--- AVAILABLE RECORDS ---
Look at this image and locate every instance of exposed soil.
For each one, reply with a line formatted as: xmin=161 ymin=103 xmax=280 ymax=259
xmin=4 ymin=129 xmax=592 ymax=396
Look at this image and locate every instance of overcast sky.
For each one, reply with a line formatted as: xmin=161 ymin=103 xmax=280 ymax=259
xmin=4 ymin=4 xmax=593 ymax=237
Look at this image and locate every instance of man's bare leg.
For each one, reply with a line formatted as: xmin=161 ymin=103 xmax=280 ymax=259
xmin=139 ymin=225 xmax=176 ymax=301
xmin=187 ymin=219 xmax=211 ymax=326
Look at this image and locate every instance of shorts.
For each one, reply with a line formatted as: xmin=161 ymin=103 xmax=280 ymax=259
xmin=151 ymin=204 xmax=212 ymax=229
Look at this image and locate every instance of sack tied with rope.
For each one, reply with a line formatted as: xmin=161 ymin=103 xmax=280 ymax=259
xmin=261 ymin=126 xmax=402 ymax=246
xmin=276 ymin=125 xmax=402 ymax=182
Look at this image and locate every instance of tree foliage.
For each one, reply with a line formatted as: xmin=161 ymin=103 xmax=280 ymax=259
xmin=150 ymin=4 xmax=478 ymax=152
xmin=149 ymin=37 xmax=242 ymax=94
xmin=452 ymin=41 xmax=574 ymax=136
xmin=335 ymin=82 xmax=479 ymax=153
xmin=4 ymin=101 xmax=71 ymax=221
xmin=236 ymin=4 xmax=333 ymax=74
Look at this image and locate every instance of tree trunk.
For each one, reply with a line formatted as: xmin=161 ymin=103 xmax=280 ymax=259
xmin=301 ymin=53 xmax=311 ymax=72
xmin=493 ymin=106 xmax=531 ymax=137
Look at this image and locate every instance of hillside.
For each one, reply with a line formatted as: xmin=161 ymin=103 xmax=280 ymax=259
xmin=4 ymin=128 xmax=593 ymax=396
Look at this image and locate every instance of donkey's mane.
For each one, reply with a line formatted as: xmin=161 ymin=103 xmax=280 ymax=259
---
Copy out all of the data above word for word, keeping every line in its original order.

Look at this image and locate every instance of exposed soil.
For each one, reply with a line formatted as: xmin=161 ymin=103 xmax=280 ymax=259
xmin=4 ymin=129 xmax=592 ymax=396
Look at this image and locate every instance of overcast sky.
For each one, reply with a line formatted as: xmin=161 ymin=103 xmax=280 ymax=259
xmin=4 ymin=4 xmax=593 ymax=237
Look at this image and locate every instance of man's bare leg.
For each one, reply with a line formatted as: xmin=161 ymin=103 xmax=280 ymax=259
xmin=139 ymin=225 xmax=176 ymax=301
xmin=187 ymin=219 xmax=211 ymax=326
Look at this image and locate every instance of shorts.
For each one, reply with a line formatted as: xmin=161 ymin=103 xmax=280 ymax=259
xmin=151 ymin=204 xmax=212 ymax=229
Look at this image and locate every instance of sack tied with rope.
For each one, reply with a line formatted as: xmin=161 ymin=103 xmax=280 ymax=259
xmin=261 ymin=126 xmax=402 ymax=246
xmin=276 ymin=125 xmax=402 ymax=182
Look at this image and locate every instance of tree foliage.
For each one, reply with a line formatted as: xmin=161 ymin=103 xmax=280 ymax=259
xmin=150 ymin=4 xmax=478 ymax=152
xmin=149 ymin=37 xmax=242 ymax=94
xmin=452 ymin=41 xmax=574 ymax=136
xmin=335 ymin=82 xmax=479 ymax=153
xmin=4 ymin=101 xmax=71 ymax=221
xmin=236 ymin=4 xmax=333 ymax=74
Look at this image and locate every instance of tree trunk.
For each one, reply with a line formatted as: xmin=161 ymin=103 xmax=280 ymax=259
xmin=301 ymin=53 xmax=311 ymax=72
xmin=493 ymin=106 xmax=531 ymax=137
Look at this image and locate every instance of hillside.
For each one, reply with a line formatted as: xmin=161 ymin=103 xmax=280 ymax=259
xmin=4 ymin=128 xmax=593 ymax=396
Look at this image and locate every instance of donkey's mane.
For each one, reply with a line formatted as: xmin=161 ymin=103 xmax=280 ymax=259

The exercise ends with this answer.